▶ Bijgevoegde tekst
Betalingsverplichting
Een meer prangende kwestie is de verplichting om de huurtermijnen (tijdig) te voldoen. Ook hier zal een onderscheid gemaakt moeten worden tussen ondernemers die de zaak op last van de overheid moesten sluiten en zij er zelf voor ‘gekozen’ hebben.
In beginsel kan een huurder – wanneer er sprake is van een gebrek – aanspraak maken op vermindering van de huurprijs of een schadevergoeding. Of er sprake is van een gebrek is de vraag. Een gebrek is namelijk een staat of eigenschap van de zaak, of een andere omstandigheid, waardoor de huurder niet het huurgenot heeft dat hij bij aanvang van de huurovereenkomst mocht verwachten. Overlast door een derde (zoals de overheid) of veroorzaakt door de huurder zelf (zoals een ‘vrijwillige sluiting’) zijn in beginsel géén gebreken en rechtvaardigen geen huurprijsvermindering. Verder is in de rechtspraak uitgemaakt dat veel omstandigheden voor rekening van de huurder komen en dat dit voortvloeit uit de “in het maatschappelijk verkeer geldende opvattingen”. Of deze overheidsmaatregel ook (volledig) in de risicosfeer van de huurder moet blijven, is echter de vraag. De “maatschappelijke opvatting” kan zijn dat ook verhuurders hier een steentje moeten bijdragen – zeker wanneer deze (eveneens) gecompenseerd worden via de overheid en/of de bank.

▶ Aangeleverde gegevens
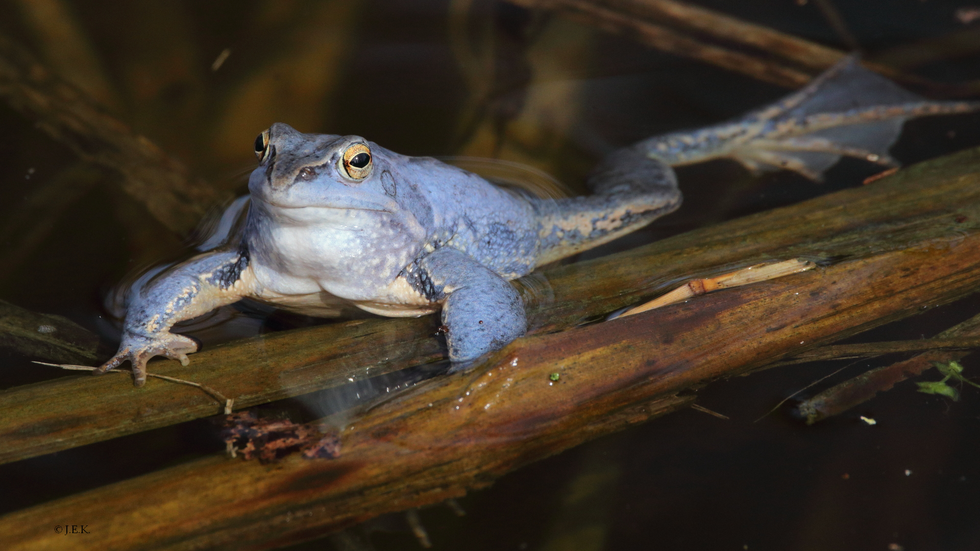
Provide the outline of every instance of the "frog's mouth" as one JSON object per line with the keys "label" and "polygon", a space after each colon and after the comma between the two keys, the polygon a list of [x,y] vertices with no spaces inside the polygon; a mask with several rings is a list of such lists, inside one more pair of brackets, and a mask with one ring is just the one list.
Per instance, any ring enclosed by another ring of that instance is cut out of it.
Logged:
{"label": "frog's mouth", "polygon": [[290,205],[290,204],[285,203],[285,202],[276,201],[276,200],[270,200],[270,199],[268,199],[266,197],[255,197],[254,195],[252,197],[252,200],[253,201],[259,201],[259,202],[265,203],[269,207],[272,207],[272,208],[275,208],[275,209],[286,209],[286,210],[290,210],[290,211],[299,211],[299,210],[302,210],[302,209],[310,209],[311,211],[313,211],[315,209],[321,209],[321,210],[325,210],[325,211],[361,211],[361,212],[371,212],[371,213],[394,214],[394,211],[392,211],[391,209],[386,209],[382,205],[377,205],[377,204],[373,204],[373,203],[361,204],[361,205],[357,205],[357,204],[354,204],[354,205],[351,205],[351,204],[348,204],[348,205],[337,205],[337,204],[334,204],[334,205],[324,205],[324,204]]}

▶ Opdrachtdoel
Zet de tekst over de betalingsverplichting van huurders voort, te beginnen na de laatste zin.

▶ Antwoord
Of dit alles een huurder kan ‘helpen’ in zijn gesprek met zijn verhuurder is de vraag – op grond van de Algemene Bepalingen is een huurprijsvermindering wegens een gebrek, in beginsel uitgesloten.
Onvoorziene omstandigheden
Over één aspect van deze crisis zullen alle partijen het eens moeten zijn – deze situatie is zo uitzonderlijk, dat niemand dit had voorzien. Dit biedt zowel huurder als verhuurder de mogelijkheid een beroep te doen op onvoorziene omstandigheden (6:258 BW). Bij een beroep hierop heeft de rechter de mogelijkheid om “de gevolgen van een overeenkomst te wijzigen of deze geheel of gedeeltelijk te ontbinden” mits de omstandigheden van dien aard zijn dat “de wederpartij naar maatstaven van redelijkheid en billijkheid ongewijzigde instandhouding van de overeenkomst niet mag verwachten.”
Hoewel van dergelijke omstandigheden niet snel sprake is, zou deze unieke situatie mogelijk rechtvaardigen dat de afspraken tussen partijen in de huurovereenkomst moeten worden gewijzigd en/of (gedeeltelijk) ontbonden. Dit kan zien op de exploitatieplicht, maar ook de contractuele betalingsverplichtingen.
Advocatenkantoor The Legal Department
Heb je hier hulp en ondersteuning bij nodig, neem dan geheel vrijblijvend contact met ons op en laat je overtuigen van de toegevoegde waarde van The Legal Department.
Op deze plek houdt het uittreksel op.